> _REQUIRED TASK 1_:
Copy out each line of the records that contains the string "blue".

*** TEXT SHOWN

Firm nonutility purchase commitments for commodities total (in millions) $11.8 in 2011, $2.9 in 2012, $1.4 in 2013, zero in 2014 and 2015.  Firm nonutility commitments for transportation and storage capacity total (in millions) $4.2 in 2011, $4.1 in 2012, $3.8 in 2013, $1.8 in 2014, $0.8 in 2015, and $3.2 thereafter.

The Company’s regulated utilities have both firm and non-firm commitments to purchase natural gas, electricity, and coal as well as certain transportation and storage rights.  Costs arising from these commitments, while significant, are pass-through costs, generally collected dollar-for-dollar from retail customers through regulator-approved cost recovery mechanisms.

Corporate Guarantees
The Company issues corporate guarantees to certain vendors and customers of its wholly owned subsidiaries and unconsolidated affiliates.  These guarantees do not represent incremental consolidated obligations; rather, they represent parental guarantees of subsidiary and unconsolidated affiliate obligations in order to allow those subsidiaries and affiliates the flexibility to conduct business without posting other forms of collateral.  At December 31, 2010, corporate issued guarantees support a maximum of $25 million of ESG’s performance contracting commitments and warranty obligations and $29 million of other project guarantees described below.  In addition, the Company has approximately $75 million of other guarantees outstanding supporting other consolidated subsidiary operations, of which $51 million support the operations of Vectren Source, a wholly owned non-regulated retail gas marketer and $17 million represent letters of credit supporting other nonutility operations.  Guarantees issued and outstanding on behalf of unconsolidated affiliates approximated $3 million at December 31, 2010.  These guarantees relate primarily to arrangements between ProLiance and various natural gas pipeline operators.  The Company has not been called upon to satisfy any obligations pursuant to these parental guarantees and has accrued no significant liabilities related to these guarantees.

******
*** GIVEN DATA

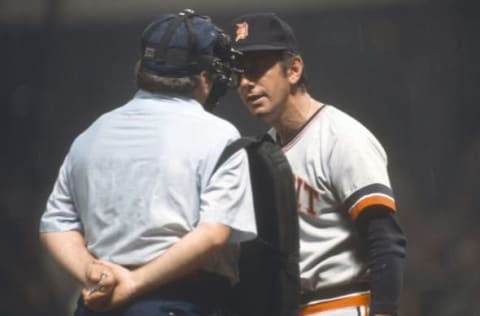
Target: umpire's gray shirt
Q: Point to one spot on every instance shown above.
(139, 178)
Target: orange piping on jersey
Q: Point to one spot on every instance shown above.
(350, 301)
(372, 200)
(294, 140)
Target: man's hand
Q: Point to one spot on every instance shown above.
(110, 291)
(99, 286)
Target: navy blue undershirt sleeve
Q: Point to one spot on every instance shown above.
(386, 246)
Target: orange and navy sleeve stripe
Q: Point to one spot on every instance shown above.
(371, 195)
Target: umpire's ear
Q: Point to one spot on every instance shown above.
(205, 84)
(295, 70)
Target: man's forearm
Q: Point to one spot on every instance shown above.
(186, 256)
(69, 251)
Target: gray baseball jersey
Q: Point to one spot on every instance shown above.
(340, 169)
(139, 179)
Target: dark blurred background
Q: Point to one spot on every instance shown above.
(408, 70)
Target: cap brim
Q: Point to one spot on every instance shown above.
(260, 47)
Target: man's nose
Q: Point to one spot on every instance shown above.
(246, 82)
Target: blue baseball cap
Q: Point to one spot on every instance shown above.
(262, 32)
(177, 45)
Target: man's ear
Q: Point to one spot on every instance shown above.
(295, 70)
(202, 91)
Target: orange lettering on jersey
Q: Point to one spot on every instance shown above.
(307, 197)
(242, 31)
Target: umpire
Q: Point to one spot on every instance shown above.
(136, 215)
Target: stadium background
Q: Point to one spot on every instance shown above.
(409, 70)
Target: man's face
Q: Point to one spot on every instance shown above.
(263, 87)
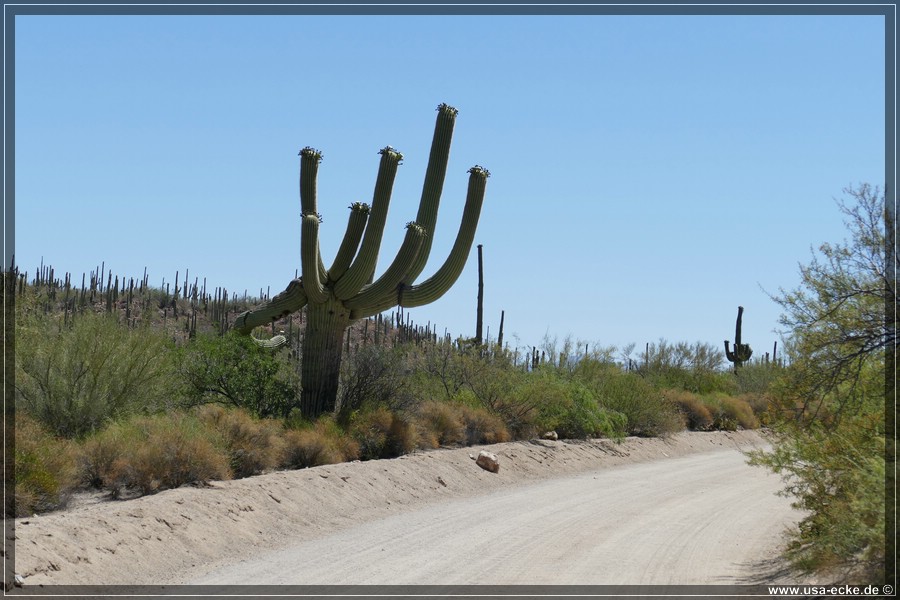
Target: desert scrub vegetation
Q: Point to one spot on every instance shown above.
(233, 370)
(253, 445)
(75, 377)
(46, 470)
(321, 443)
(831, 440)
(137, 395)
(147, 454)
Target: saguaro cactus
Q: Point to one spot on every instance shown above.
(742, 352)
(345, 292)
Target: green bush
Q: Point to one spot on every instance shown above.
(75, 378)
(374, 376)
(697, 416)
(570, 408)
(233, 369)
(729, 413)
(452, 423)
(46, 469)
(647, 411)
(440, 424)
(253, 445)
(482, 426)
(161, 452)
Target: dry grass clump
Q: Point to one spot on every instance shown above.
(483, 426)
(759, 403)
(452, 424)
(254, 445)
(156, 453)
(440, 424)
(740, 412)
(697, 415)
(383, 434)
(46, 469)
(324, 443)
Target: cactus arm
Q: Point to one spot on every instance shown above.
(435, 286)
(435, 173)
(273, 344)
(313, 283)
(360, 272)
(742, 352)
(356, 225)
(386, 285)
(309, 169)
(292, 299)
(728, 353)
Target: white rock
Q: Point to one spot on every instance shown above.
(488, 461)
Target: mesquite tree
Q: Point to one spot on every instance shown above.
(742, 352)
(345, 292)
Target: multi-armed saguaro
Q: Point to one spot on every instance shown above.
(345, 292)
(742, 352)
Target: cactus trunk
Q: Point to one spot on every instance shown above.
(742, 352)
(322, 347)
(479, 311)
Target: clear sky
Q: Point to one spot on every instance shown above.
(648, 173)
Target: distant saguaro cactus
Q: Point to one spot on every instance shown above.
(742, 352)
(345, 292)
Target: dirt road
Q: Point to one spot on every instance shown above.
(687, 509)
(700, 519)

******

> _REQUIRED TASK 2_:
In the excerpt on commitments and guarantees, which energy commodities do the Company's regulated utilities have commitments to purchase?

> _EXPECTED OUTPUT 1_:
Target: navy blue undershirt sleeve
Target: blue baseball cap

> _EXPECTED OUTPUT 2_:
Natural gas, electricity, and coal.